BRIEF 1 -
Report every line in the records below that contains the string "arched", copying each such line in full. Case counts.

EXCERPT -
= = = = =

Re: Event stream processing - Best practice

darkomarjanovic · Posted 11-02-2017 11:41 AM

Hi,
I have a problem with ESP flow implementation, which costs us a lot of RAM usage. As an input, I have a lot of raw records that are accumulating on daily, 7-days and 30-days level in realtime, and as a result, we have a huge amount of data. The doubt is whether to use stateful windows for these accumulated datasets or some persistent database (some in-memory DB). I would appreciate some best practices based on your experience with ESP, which methodology would suit the use case best? I am also considering that using persistent database between processing steps can help in failover, in case that the whole ESP is down.

Thanks,
Darko

FredCombaneyre · Posted 04-03-2018 07:31 AM

Hi,

The short answer is there are different strategies, depending on what is exactly done with the data, and the required latency.

Some important questions: Why is the data kept for such long retention time? Is it for reference lookup? Pattern detection? Or rolling aggregations? I would guess it is for rolling aggregation. Then the next question is what is the step granularity of the larger rolling aggregations (7 and 30 days): is it per event or per day? If this is per day, the best would probably be to use cascading aggregation, using copy/aggregation and stateful/stateless sequences wisely so we then only keep in memory the events for the last day, and the aggregated values for the weeks and months.

But of course, it also depends on the type of aggregation functions used. Do you require granularity at the event level or can you accommodate aggregating from aggregated levels?

On the other end if there is no need for low latency using a persistent store like a fast database could be a good solution, but then there are more effective ways than a join for doing this. I would basically use a procedural window, except if we can accommodate a much higher latency (> a few seconds) and are not limited by the DB read/write asynchronicity. But we then also need to have more details about what data processing is required to define the best approach.

Hope this help

Fred

= = = = =

Coordinate annotation entries -
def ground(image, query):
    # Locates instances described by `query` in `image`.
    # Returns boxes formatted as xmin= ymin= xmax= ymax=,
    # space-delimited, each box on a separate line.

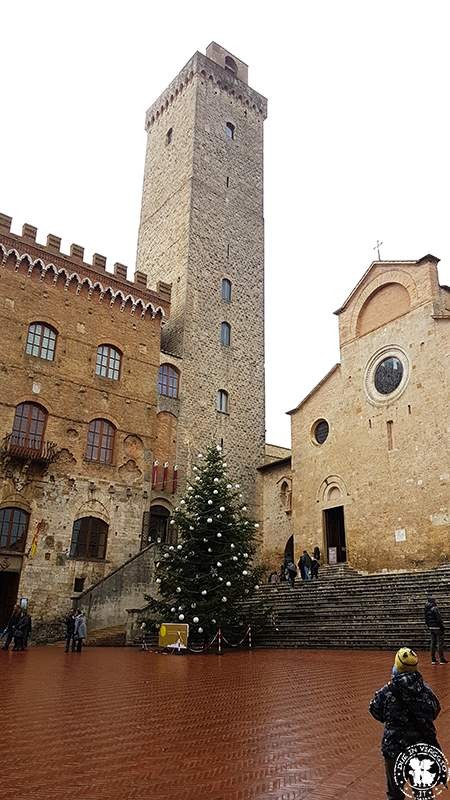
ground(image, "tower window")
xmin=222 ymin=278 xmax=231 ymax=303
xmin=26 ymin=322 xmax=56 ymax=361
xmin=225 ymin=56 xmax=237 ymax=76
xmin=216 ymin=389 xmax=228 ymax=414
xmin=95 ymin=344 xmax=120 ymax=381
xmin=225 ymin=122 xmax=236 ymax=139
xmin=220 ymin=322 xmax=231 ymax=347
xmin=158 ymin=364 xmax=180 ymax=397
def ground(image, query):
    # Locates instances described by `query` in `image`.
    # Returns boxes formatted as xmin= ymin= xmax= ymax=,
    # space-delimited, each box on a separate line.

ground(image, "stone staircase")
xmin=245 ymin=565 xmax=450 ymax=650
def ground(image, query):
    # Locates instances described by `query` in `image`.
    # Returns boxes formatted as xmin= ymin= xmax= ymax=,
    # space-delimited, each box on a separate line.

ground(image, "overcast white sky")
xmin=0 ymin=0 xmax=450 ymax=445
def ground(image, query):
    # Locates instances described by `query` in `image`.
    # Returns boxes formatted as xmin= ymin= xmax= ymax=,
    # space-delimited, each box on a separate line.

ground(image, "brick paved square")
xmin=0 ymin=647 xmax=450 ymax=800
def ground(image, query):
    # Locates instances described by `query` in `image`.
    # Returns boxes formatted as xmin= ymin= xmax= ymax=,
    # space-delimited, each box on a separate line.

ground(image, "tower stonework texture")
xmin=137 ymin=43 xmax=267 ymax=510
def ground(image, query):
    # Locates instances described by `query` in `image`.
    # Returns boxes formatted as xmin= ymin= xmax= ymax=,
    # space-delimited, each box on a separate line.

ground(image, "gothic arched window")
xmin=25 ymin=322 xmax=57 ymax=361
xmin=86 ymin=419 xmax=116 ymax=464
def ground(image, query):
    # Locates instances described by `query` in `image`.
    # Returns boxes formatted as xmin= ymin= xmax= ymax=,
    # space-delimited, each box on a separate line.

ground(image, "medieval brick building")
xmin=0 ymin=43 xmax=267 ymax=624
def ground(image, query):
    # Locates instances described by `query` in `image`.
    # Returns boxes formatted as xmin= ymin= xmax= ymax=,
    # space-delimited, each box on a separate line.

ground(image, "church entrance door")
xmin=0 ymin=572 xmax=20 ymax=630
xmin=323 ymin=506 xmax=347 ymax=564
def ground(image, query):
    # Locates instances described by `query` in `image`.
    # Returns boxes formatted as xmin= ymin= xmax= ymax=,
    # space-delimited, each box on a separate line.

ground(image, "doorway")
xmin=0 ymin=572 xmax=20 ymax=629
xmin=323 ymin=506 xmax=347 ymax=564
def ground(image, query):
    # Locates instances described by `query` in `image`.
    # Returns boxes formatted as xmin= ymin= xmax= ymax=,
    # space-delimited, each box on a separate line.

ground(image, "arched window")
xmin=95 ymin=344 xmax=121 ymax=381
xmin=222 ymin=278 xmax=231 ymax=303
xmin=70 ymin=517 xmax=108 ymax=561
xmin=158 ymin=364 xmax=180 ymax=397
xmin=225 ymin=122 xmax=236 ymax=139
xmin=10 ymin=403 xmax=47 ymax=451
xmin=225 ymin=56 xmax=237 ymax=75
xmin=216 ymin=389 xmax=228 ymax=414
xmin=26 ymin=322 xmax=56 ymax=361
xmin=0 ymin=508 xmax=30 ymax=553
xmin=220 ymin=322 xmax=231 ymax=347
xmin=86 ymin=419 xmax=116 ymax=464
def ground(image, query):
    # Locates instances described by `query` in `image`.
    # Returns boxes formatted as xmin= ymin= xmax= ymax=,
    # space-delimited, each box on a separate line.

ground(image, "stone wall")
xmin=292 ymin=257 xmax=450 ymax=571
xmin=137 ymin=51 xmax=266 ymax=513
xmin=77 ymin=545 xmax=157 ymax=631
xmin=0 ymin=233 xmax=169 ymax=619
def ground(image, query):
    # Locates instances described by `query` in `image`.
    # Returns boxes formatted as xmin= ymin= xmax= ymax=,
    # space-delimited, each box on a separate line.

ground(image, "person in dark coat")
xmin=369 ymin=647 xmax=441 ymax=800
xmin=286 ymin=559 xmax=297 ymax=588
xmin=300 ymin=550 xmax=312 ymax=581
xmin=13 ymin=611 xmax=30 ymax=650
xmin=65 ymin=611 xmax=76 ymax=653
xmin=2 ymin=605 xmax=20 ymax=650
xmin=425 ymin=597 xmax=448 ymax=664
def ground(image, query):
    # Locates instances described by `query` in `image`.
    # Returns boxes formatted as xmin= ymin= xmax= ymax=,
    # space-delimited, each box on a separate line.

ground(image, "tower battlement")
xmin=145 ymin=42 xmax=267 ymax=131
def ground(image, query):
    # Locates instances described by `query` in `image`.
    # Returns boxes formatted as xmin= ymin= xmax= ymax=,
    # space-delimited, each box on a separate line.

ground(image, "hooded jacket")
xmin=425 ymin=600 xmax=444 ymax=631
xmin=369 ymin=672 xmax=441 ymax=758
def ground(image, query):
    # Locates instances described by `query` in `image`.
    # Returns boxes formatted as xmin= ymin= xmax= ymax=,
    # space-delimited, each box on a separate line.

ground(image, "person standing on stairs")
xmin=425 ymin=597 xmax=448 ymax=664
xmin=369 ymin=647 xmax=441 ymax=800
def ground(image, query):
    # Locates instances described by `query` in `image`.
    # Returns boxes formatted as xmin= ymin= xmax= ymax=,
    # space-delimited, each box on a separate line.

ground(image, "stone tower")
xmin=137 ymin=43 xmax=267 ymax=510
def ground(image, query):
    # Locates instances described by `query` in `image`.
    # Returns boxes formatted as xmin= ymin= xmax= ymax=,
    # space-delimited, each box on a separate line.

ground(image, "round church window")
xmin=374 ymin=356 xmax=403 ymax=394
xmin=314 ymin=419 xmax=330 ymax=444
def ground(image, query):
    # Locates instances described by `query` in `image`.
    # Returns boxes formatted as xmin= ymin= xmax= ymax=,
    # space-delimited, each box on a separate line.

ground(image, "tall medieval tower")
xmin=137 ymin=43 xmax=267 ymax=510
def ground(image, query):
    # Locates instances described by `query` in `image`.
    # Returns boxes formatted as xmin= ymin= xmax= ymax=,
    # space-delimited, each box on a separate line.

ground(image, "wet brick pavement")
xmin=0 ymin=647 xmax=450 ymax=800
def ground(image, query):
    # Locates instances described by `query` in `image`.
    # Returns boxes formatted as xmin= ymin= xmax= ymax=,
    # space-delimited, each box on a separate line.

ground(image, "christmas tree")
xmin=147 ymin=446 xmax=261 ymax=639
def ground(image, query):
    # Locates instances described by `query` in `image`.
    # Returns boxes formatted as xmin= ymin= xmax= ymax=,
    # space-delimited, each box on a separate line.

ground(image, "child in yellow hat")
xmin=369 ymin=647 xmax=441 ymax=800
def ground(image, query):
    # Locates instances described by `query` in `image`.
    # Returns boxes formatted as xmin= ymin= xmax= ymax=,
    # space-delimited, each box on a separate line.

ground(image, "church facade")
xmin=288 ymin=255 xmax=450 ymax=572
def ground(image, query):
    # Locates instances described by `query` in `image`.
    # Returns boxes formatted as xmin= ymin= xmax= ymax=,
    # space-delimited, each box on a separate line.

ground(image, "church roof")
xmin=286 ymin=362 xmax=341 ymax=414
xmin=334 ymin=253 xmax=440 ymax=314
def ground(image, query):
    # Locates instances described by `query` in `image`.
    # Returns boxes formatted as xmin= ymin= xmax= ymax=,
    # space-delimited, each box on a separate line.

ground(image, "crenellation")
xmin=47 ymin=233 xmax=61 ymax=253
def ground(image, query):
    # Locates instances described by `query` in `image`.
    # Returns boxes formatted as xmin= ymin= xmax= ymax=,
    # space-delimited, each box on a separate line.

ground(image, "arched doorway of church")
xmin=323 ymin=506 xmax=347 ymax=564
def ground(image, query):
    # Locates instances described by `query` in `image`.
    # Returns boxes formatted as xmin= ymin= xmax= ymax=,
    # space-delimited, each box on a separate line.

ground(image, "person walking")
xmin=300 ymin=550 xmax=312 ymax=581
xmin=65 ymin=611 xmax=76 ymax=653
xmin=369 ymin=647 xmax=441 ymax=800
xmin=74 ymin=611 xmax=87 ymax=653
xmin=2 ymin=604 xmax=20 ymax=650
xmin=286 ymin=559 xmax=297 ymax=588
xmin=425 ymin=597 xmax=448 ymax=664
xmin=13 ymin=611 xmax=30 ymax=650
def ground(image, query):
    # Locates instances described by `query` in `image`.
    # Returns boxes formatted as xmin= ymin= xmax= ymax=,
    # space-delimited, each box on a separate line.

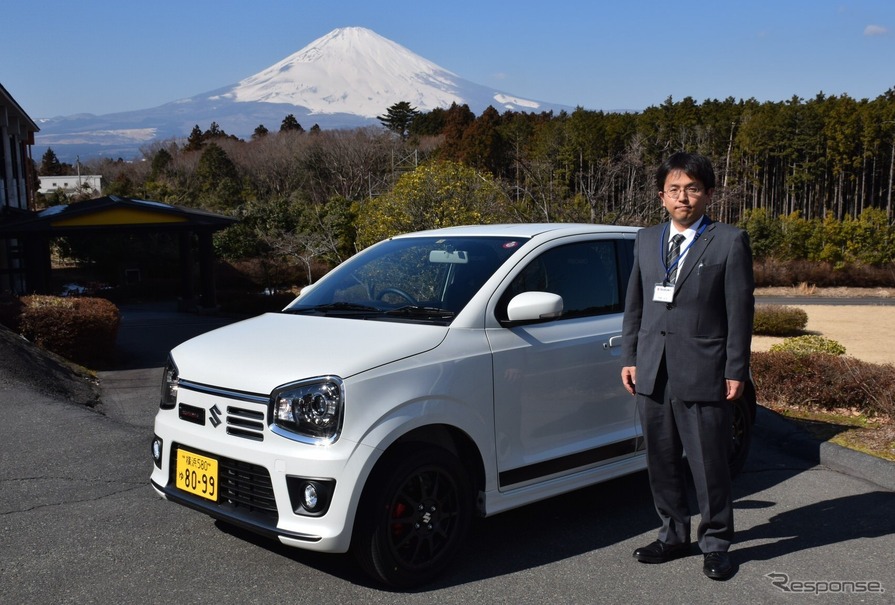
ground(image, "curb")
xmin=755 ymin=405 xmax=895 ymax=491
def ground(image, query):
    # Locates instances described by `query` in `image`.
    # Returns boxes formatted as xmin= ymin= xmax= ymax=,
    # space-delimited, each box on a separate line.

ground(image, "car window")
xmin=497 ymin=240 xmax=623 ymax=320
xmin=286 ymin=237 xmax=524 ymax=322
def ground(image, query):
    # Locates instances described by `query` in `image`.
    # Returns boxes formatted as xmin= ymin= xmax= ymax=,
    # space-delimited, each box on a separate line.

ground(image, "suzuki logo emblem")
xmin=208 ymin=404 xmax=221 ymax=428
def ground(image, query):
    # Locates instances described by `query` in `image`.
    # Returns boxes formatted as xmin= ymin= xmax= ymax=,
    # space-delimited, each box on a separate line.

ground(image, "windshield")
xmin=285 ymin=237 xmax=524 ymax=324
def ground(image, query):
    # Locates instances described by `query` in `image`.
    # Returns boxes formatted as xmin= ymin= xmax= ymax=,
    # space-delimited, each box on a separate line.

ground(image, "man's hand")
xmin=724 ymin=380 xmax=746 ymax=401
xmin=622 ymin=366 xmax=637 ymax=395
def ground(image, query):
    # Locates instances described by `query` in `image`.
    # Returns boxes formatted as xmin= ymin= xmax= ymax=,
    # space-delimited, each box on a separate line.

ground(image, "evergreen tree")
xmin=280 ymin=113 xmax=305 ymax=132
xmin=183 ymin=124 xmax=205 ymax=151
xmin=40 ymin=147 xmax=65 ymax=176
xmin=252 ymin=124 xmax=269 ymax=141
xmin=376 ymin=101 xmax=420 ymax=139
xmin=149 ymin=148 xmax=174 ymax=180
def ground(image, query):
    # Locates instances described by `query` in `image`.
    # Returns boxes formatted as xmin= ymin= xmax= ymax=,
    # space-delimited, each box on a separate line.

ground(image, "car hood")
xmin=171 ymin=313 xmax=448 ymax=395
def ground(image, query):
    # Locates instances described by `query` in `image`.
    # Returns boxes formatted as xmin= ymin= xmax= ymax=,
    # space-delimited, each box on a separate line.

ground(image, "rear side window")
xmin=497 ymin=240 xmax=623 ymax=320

= = = = =

BRIEF 2 -
Translate this sentence from the forum thread on event stream processing into Spanish: "The short answer is there are different strategies, depending on what is exactly done with the data, and the required latency."

ANSWER 1 -
ground(image, "gothic arched window")
ground(image, "arched window")
ground(image, "arched doorway of church")

ANSWER 2 -
La respuesta corta es que hay diferentes estrategias, según lo que se haga exactamente con los datos y la latencia requerida.